Instructions to follow:
Write the data out again in full, with no departure from the original.
··· Given data ···
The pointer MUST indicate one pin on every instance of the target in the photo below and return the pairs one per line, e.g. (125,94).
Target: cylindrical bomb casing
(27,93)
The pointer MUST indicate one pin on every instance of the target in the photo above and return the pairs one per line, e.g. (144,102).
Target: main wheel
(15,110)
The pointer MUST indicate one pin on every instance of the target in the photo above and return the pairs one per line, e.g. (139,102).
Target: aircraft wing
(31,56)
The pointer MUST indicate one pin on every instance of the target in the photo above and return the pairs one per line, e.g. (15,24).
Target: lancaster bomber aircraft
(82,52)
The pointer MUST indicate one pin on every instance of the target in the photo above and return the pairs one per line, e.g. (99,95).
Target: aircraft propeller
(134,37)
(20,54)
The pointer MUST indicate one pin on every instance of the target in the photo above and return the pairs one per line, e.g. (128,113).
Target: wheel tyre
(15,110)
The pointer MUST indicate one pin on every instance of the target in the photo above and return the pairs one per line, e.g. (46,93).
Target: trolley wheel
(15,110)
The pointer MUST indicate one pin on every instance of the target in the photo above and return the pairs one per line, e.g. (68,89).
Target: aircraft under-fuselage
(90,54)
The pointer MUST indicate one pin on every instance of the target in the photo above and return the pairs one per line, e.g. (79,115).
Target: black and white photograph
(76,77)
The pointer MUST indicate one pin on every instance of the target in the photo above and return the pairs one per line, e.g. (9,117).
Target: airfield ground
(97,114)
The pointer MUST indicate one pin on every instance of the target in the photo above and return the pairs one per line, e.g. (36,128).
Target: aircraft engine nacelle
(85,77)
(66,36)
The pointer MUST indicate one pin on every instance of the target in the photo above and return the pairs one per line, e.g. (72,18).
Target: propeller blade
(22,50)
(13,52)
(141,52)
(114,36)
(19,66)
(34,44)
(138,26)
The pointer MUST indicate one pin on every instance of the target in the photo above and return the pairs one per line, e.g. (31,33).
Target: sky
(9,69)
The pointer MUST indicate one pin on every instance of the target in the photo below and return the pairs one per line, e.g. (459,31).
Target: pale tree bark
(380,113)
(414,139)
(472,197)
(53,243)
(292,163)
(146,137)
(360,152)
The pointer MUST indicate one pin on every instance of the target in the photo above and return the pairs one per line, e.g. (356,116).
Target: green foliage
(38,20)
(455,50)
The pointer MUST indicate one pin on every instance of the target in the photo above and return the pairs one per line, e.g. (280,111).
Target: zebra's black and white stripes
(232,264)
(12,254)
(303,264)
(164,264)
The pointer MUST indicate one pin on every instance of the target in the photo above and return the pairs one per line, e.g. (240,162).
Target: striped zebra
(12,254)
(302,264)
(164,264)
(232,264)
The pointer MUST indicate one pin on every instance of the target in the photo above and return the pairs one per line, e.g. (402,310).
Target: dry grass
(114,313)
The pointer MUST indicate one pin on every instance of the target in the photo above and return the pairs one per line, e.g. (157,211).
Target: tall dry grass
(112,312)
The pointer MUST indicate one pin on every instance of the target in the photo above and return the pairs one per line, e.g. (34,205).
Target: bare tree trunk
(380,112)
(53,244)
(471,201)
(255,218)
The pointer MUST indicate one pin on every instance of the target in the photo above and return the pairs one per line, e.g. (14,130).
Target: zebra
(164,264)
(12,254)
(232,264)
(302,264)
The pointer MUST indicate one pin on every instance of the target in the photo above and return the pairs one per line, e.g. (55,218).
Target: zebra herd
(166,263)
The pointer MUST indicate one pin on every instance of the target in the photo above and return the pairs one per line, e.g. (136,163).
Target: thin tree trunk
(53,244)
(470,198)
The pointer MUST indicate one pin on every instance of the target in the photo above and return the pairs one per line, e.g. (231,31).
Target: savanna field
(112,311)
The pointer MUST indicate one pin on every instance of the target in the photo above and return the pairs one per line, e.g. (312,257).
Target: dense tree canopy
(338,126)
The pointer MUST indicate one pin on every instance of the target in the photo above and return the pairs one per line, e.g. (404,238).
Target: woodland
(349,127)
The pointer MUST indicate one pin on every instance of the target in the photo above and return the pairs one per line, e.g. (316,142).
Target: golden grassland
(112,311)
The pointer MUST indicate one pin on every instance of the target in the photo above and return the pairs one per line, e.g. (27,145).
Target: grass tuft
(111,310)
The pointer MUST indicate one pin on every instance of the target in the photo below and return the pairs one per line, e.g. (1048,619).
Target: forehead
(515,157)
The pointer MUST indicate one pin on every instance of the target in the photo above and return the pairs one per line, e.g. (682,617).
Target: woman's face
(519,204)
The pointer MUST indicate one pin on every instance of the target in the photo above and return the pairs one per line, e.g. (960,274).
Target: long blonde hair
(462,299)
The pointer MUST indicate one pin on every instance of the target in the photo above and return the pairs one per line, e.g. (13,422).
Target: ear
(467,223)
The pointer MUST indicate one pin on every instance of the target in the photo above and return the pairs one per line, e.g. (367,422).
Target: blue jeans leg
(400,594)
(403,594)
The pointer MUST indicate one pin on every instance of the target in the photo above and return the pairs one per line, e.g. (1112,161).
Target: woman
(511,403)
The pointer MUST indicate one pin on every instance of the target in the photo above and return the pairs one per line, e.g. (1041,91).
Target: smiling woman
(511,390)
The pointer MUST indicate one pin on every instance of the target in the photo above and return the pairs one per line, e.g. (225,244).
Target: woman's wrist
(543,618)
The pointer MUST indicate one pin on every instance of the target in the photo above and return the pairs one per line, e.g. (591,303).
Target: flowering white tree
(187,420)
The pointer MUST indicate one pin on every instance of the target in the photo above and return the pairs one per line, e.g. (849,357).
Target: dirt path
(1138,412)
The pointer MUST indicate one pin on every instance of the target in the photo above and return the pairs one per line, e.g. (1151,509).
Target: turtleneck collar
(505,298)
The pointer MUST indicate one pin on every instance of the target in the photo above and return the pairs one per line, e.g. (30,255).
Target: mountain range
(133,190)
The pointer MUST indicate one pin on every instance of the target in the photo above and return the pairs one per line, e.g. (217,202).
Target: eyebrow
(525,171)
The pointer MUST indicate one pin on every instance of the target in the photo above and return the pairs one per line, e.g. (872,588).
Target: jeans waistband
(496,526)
···
Response below:
The pointer MUST indicate one pin on every instance of the target in the photo below and return the pairs one per line, e.g. (125,94).
Target: cylindrical bomb casing
(27,93)
The pointer MUST indicate one pin on every instance of the target in the photo above and return the pairs one per line, e.g. (144,102).
Target: main wheel
(15,110)
The pointer MUST indicate one pin on every instance of the target in the photo above and return the pairs one per line, e.g. (139,102).
Target: aircraft wing
(31,56)
The pointer MUST indicate one pin on every instance of the target in the photo above and return the pairs one per line, e.g. (15,24).
Target: lancaster bomber aircraft
(82,52)
The pointer MUST indicate one pin on every instance of the target in the photo above and return the pairs one per line, e.g. (99,95).
Target: aircraft propeller
(134,37)
(20,54)
The pointer MUST indicate one pin on every instance of the target in the photo above and return the pairs one per line, e.g. (128,113).
Target: wheel tyre
(15,110)
The pointer MUST indicate one pin on every instance of the target in the photo above and return the pairs one per line, e.g. (46,93).
Target: trolley wheel
(15,110)
The pointer MUST indicate one pin on every instance of the target in the photo above and return the pairs one per line, e.g. (68,89).
Target: aircraft under-fuselage
(90,54)
The pointer MUST indicate one pin on every instance of the target in the photo above and return the pairs one per line, e.g. (79,115).
Target: black and white photograph
(76,77)
The pointer MUST indicate one pin on every instance of the target in the photo above and return the pairs one per line, e.g. (9,117).
Target: airfield ground
(97,114)
The pointer MUST indicate one pin on every instance of the target in the photo above and return the pairs one per line, e.g. (36,128).
Target: aircraft engine nacelle
(85,77)
(66,36)
The pointer MUST indicate one pin on every instance of the target in the photo above and return the pairs one per line, e.g. (72,18).
Target: propeller blade
(22,50)
(13,52)
(141,52)
(114,36)
(19,66)
(34,44)
(138,26)
The pointer MUST indicate one pin on every instance of the target in the photo above and return the pairs one per line, e.g. (31,33).
Target: sky
(9,69)
The pointer MUST indicate one pin on every instance of the target in the photo below and return the pairs one per line, e.g. (459,31).
Target: pale tree bark
(380,113)
(414,139)
(472,197)
(53,243)
(292,163)
(146,137)
(360,152)
The pointer MUST indicate one pin on every instance of the target in the photo above and return the pairs one per line, e.g. (356,116).
Target: green foliage
(38,20)
(455,50)
The pointer MUST indicate one pin on every instance of the target in the photo above and return the pairs one per line, e.g. (280,111).
Target: zebra's black and white stripes
(232,264)
(12,254)
(303,264)
(164,264)
The pointer MUST indicate one pin on every instance of the target in the photo above and return the pairs one per line, e.g. (240,162).
Target: striped zebra
(12,254)
(302,264)
(164,264)
(232,264)
The pointer MUST indicate one pin on every instance of the target in the photo above and return the pairs one per line, e.g. (402,310).
Target: dry grass
(114,313)
The pointer MUST indicate one pin on every instance of the target in the photo above and return the pairs one per line, e.g. (157,211).
Target: tall dry grass
(112,312)
The pointer MUST indicate one pin on every instance of the target in the photo above and return the pairs one per line, e.g. (34,205).
Target: bare tree trunk
(380,112)
(53,244)
(471,201)
(255,218)
The pointer MUST indicate one pin on every instance of the target in the photo above and return the pairs one per line, e.g. (14,130).
Target: zebra
(164,264)
(12,254)
(232,264)
(302,264)
The pointer MUST indicate one pin on every instance of the target in the photo above and return the pairs one per line, e.g. (55,218).
Target: zebra herd
(166,263)
The pointer MUST indicate one pin on every instance of the target in the photo above and return the pairs one per line, e.g. (136,163).
Target: thin tree trunk
(53,244)
(470,198)
The pointer MUST indicate one pin on every instance of the target in the photo above and return the pairs one per line, e.g. (231,31).
Target: savanna field
(112,311)
The pointer MUST indicate one pin on every instance of the target in the photo above and return the pairs one per line, e.g. (312,257).
Target: dense tree canopy
(338,126)
The pointer MUST indicate one pin on every instance of the target in the photo above and return the pairs one per line, e.g. (404,238).
Target: woodland
(349,127)
The pointer MUST indicate one pin on every instance of the target in the photo above and return the pairs one per line, e.g. (316,142).
Target: golden grassland
(112,311)
The pointer MUST indicate one pin on every instance of the target in the photo above and return the pairs one per line, e.g. (27,145).
Target: grass tuft
(111,310)
The pointer MUST indicate one pin on every instance of the target in the photo below and return the pairs one per line, e.g. (1048,619).
Target: forehead
(515,157)
The pointer MUST indicate one pin on every instance of the target in the photo above and return the pairs one per line, e.g. (682,617).
Target: woman's face
(519,204)
The pointer MUST indicate one pin on every instance of the target in the photo above and return the pairs one per line, e.g. (960,274).
Target: long blonde hair
(462,299)
The pointer MUST indicate one pin on every instance of the target in the photo above and return the pairs one per line, e.g. (13,422).
Target: ear
(467,223)
The pointer MUST indicate one pin on every instance of the target in the photo above and return the pairs one per line, e.g. (367,422).
Target: blue jeans leg
(400,594)
(403,594)
The pointer MUST indicate one pin on every instance of the target in the photo above and return the pairs one per line, e.g. (1112,161).
Target: woman
(511,403)
The pointer MUST indicate one pin on every instance of the target in the photo above and return the pairs one per line, e.g. (1041,91).
Target: smiling woman
(511,390)
The pointer MUST indicate one pin on every instance of the target in the photo above and return the pairs one per line, e.g. (225,244).
Target: woman's wrist
(543,618)
The pointer MUST indicate one pin on every instance of the target in the photo above and return the pairs one per line, e.g. (591,303).
Target: flowering white tree
(187,420)
The pointer MUST indicate one pin on every instance of the target in the photo above and return the pairs one per line, e.g. (849,357).
Target: dirt path
(1138,412)
The pointer MUST indicate one pin on every instance of the target in the photo above and return the pairs one per line, e.g. (1151,509).
Target: turtleneck collar
(505,298)
The pointer MUST indicate one pin on every instance of the target in the photo above and return the pairs one per line, e.g. (30,255).
Target: mountain range
(133,190)
The pointer MUST indicate one pin on every instance of the target in the photo above and return the pairs one per line, e.g. (217,202).
Target: eyebrow
(525,171)
The pointer MUST indicate one pin on every instance of the target in the photo above and return the pairs one per line, e.g. (872,588).
Target: jeans waistband
(496,526)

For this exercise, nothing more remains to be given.